Exercise => Write what follows the last sentence of the abstract on visceral fat and insulin signaling in Ames dwarf mice.
BEGIN Selected passage
The contribution of visceral fat to improved insulin signaling in Ames dwarf mice

Abstract

Ames dwarf (Prop1(df), df/df) mice are characterized by growth hormone (GH), prolactin, and thyrotropin deficiency, remarkable extension of longevity and increased insulin sensitivity with low levels of fasting insulin and glucose. Plasma levels of anti-inflammatory adiponectin are increased in df/df mice, while pro-inflammatory IL-6 is decreased in plasma and epididymal fat. This represents an important shift in the balance between pro- and anti-inflammatory adipokines in adipose tissue, which was not exposed to GH signals during development or adult life. To determine the role of adipose tissue in the control of insulin signaling in these long-living mutants, we examined the effects of surgical removal of visceral (epididymal and perinephric) adipose tissue. Comparison of the results obtained in df/df mice and their normal (N) siblings indicated different effects of visceral fat removal (VFR) on insulin sensitivity and glucose tolerance. The analysis of the expression of genes related to insulin signaling indicated that VFR improved insulin action in skeletal muscle in N mice. Interestingly, this surgical intervention did not improve insulin signaling in df/df mice skeletal muscle but caused suppression of the signal in subcutaneous fat. We conclude that altered profile of adipokines secreted by visceral fat of Ames dwarf mice may act as a key contributor to increased insulin sensitivity and extended longevity of these animals.
END Selected passage
BEGIN Record extracts
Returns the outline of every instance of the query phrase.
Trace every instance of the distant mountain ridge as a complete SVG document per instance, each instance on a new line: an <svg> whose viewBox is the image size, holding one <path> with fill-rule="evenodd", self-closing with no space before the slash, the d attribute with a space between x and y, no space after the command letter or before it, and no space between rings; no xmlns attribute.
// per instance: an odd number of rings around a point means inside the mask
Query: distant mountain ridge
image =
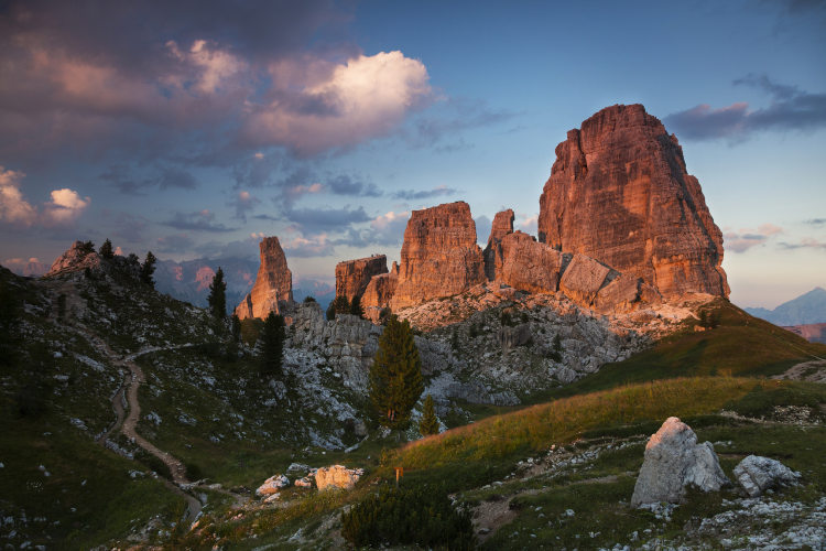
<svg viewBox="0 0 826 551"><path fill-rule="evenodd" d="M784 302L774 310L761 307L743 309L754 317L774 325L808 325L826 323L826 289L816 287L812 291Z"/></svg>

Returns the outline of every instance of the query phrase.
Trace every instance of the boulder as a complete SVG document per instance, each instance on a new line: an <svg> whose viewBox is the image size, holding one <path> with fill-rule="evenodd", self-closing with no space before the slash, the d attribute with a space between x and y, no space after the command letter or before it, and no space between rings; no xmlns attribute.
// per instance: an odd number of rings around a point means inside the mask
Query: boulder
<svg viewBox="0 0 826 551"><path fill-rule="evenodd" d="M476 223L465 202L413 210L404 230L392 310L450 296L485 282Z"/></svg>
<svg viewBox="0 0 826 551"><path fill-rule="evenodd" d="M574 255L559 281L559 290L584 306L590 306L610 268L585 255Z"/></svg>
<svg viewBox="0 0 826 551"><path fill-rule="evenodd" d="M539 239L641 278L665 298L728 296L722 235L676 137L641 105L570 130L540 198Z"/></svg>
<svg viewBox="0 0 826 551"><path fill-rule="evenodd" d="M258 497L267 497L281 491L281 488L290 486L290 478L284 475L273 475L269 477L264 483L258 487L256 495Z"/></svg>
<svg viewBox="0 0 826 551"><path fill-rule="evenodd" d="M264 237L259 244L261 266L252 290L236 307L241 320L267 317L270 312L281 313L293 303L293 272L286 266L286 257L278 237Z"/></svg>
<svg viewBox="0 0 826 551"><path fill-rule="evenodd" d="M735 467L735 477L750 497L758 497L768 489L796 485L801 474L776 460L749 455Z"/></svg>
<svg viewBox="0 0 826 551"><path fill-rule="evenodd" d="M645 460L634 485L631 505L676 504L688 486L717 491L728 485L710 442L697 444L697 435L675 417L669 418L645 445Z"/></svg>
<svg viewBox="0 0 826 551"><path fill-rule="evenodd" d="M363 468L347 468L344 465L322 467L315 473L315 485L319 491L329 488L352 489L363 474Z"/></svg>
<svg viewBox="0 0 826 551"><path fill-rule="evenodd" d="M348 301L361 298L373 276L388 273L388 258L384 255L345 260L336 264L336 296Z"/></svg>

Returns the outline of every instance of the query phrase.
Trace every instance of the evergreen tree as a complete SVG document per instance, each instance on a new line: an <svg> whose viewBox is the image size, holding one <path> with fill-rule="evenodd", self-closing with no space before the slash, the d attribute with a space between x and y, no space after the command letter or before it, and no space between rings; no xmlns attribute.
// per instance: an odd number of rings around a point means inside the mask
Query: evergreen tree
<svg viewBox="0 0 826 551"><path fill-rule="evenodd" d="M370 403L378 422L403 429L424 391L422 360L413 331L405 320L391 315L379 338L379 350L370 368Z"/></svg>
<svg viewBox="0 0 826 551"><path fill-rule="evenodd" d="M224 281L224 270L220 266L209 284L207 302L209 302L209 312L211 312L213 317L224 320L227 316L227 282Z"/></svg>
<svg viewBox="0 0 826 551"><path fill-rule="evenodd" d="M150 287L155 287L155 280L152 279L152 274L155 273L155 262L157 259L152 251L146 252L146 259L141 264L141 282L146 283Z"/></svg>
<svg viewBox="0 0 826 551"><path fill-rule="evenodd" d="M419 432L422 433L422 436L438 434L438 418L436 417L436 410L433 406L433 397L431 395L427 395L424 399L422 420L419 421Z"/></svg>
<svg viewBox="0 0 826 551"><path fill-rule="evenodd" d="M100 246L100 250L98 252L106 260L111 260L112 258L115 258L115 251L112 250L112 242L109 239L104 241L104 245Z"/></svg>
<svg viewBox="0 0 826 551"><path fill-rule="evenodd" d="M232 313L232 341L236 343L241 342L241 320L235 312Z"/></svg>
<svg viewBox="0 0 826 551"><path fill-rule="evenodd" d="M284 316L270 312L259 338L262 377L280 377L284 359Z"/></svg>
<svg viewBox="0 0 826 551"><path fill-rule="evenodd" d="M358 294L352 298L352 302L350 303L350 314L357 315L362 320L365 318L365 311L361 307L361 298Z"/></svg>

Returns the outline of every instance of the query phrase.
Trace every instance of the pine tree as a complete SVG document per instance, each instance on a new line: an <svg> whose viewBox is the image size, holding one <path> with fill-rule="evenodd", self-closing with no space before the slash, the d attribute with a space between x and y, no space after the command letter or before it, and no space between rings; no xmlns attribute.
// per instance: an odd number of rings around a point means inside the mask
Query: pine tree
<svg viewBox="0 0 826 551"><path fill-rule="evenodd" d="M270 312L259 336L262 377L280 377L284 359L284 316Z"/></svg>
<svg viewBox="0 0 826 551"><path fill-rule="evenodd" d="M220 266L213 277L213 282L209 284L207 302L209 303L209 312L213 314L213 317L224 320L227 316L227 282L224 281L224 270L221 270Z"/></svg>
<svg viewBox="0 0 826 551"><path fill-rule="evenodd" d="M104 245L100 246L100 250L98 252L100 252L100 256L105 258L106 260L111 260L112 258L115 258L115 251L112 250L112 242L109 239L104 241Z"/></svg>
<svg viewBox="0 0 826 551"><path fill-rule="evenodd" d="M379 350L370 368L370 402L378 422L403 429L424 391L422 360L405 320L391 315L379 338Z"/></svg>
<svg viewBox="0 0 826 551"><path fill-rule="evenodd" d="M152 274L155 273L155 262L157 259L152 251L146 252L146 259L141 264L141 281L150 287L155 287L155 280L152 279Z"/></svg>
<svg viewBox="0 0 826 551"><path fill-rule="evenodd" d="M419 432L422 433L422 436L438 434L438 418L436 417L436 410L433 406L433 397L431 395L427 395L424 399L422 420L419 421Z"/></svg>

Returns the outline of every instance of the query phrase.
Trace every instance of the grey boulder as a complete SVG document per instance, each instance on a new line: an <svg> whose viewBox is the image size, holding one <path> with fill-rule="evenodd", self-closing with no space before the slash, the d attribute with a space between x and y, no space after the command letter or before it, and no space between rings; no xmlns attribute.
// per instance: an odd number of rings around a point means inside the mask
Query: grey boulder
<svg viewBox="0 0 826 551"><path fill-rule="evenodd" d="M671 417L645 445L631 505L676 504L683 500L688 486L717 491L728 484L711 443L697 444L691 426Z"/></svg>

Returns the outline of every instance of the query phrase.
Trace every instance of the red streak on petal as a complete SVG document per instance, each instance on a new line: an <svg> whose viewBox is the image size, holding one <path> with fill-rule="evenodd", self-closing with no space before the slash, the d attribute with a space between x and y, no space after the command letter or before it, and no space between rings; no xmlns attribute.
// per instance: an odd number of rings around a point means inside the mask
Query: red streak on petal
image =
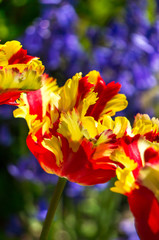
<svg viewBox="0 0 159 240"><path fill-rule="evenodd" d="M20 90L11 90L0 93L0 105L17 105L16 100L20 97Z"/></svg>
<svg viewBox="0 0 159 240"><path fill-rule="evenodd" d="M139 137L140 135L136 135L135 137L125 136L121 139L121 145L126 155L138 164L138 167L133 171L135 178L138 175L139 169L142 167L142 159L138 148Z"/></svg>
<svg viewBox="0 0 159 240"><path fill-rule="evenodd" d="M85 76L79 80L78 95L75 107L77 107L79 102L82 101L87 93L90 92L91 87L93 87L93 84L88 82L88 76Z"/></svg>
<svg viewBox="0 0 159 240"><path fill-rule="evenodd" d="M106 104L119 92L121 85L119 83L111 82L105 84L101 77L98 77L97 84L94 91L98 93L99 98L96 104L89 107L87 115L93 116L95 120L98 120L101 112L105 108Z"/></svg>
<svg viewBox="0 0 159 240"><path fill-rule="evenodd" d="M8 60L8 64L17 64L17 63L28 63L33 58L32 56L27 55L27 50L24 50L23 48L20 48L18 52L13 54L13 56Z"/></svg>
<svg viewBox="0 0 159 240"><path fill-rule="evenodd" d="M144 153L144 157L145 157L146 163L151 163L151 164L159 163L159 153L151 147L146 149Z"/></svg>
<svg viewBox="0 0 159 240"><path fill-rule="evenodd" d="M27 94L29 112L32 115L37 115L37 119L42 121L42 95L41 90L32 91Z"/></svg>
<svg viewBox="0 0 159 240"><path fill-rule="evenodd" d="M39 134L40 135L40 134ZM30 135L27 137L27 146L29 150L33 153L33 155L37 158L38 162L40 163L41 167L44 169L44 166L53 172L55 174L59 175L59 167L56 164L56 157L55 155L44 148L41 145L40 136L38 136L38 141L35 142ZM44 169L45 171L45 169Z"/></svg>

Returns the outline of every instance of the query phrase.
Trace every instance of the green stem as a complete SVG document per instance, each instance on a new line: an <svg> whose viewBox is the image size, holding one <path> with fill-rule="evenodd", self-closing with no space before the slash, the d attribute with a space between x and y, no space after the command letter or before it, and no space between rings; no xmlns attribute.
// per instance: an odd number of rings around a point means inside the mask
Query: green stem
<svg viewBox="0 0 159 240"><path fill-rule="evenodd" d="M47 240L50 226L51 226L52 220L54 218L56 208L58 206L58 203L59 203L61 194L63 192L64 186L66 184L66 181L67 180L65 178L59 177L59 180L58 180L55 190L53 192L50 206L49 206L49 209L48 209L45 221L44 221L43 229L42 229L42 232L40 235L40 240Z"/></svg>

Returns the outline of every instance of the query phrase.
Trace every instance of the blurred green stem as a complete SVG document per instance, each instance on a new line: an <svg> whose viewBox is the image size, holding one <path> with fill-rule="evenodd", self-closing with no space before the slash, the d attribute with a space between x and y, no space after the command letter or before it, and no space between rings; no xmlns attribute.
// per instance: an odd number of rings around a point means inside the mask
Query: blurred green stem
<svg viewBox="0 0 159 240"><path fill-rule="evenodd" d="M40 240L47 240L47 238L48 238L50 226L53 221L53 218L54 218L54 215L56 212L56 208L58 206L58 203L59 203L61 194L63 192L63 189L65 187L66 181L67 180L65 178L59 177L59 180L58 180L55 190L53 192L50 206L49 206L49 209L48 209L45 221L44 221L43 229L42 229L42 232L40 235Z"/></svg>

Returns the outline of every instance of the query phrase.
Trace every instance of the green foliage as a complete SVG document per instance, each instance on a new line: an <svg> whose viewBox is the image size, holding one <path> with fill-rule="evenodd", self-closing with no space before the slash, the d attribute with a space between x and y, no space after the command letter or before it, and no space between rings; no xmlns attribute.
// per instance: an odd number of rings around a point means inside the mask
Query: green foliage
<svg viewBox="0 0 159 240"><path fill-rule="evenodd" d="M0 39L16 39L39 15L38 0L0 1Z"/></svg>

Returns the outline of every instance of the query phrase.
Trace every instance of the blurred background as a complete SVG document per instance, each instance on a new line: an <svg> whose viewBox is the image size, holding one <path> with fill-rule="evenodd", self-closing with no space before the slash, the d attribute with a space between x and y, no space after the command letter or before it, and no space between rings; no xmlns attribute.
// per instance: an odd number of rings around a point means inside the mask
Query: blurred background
END Record extracts
Written reply =>
Keywords: Ames dwarf; adiponectin; adipose tissue; insulin; obesity.

Figure 1

Effect of VFR on glucose tolerance and whole-body insulin sensitivity. (A, B, C, D) Results of glucose tolerance test (GTT) and insulin tolerance test (ITT). (E) Effect of VFR on fasting blood glucose levels. (F) Effect of VFR on plasma insulin levels. (G) Insulin sensitivity measured by HOMA analysis. Different letters represent statistical significance (P < 0.05). $, *, and # represent statistical significance between N sham and N VFR, df/df sham and df/df VFR, N Sham and df/df sham, respectively.

Figure 2

Differential gene expression upon VFR in skeletal muscle of N and df/df mice. Different letters represent statistical significance (P < 0.05).

Figure 3

Effect of VFR on gene expression in subcutaneous fat. Different letters represent statistical significance (P < 0.05).

Figure 4

Gene expression levels in epididymal fat and adipokines levels in circulation. (A, B, C) Expression of genes promoting insulin sensitivity in epididymal fat. (D) Expression of TNFα transcript in epididymal fat. (E, F) Adiponectin levels in circulation and in different fat pads. (G, H) IL-6 protein levels in EF and serum. Different letters represent statistical significance (P < 0.05)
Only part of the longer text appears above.